Records for this exercise -

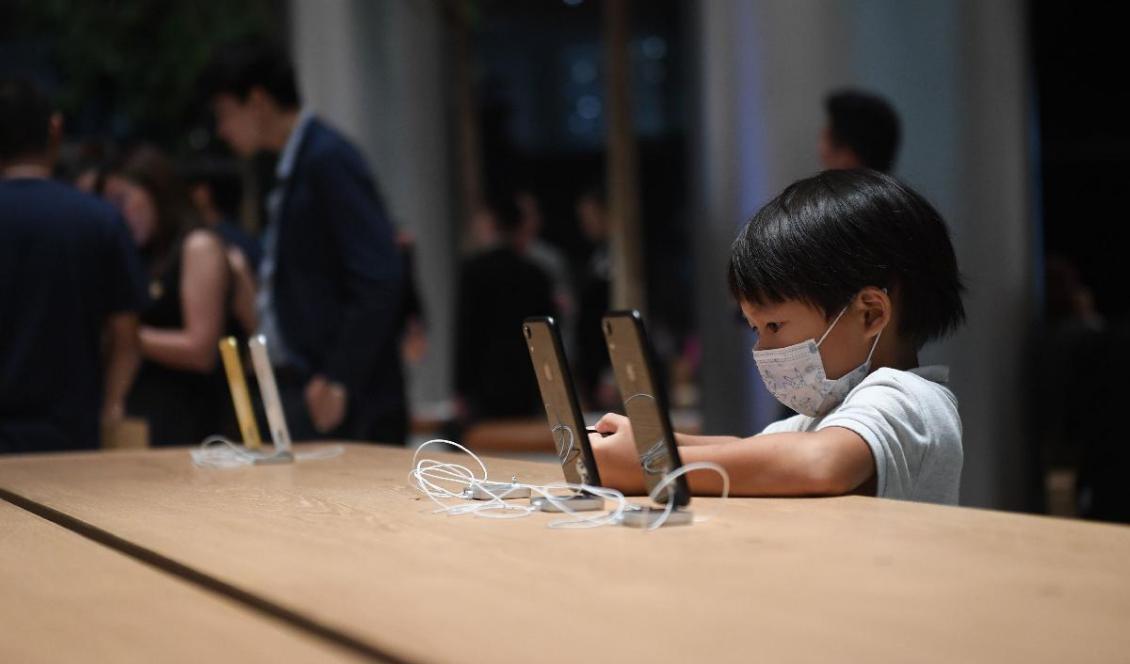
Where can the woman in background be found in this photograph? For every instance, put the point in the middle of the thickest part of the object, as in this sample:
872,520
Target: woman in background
* * *
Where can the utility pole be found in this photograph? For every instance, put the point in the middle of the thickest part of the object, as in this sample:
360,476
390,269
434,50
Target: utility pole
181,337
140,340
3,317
==
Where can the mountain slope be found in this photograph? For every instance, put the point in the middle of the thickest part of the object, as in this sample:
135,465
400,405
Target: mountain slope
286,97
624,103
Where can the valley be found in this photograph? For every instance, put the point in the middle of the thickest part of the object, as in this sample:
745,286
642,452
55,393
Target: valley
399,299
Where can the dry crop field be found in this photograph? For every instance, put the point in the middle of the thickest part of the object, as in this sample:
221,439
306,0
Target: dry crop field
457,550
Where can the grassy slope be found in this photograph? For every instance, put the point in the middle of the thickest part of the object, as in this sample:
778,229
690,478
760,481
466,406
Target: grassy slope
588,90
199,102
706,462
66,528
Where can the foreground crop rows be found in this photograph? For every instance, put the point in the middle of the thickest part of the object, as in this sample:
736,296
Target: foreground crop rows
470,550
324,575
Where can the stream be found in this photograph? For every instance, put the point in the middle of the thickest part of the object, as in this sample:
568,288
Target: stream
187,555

Task objective - Return every line of the data above that contains the string "valley". Case counts.

Task response -
Where can the valley be found in this photograph? For every instance, put the point in the middle of the thickest part of the object, as in this sample:
Target: valley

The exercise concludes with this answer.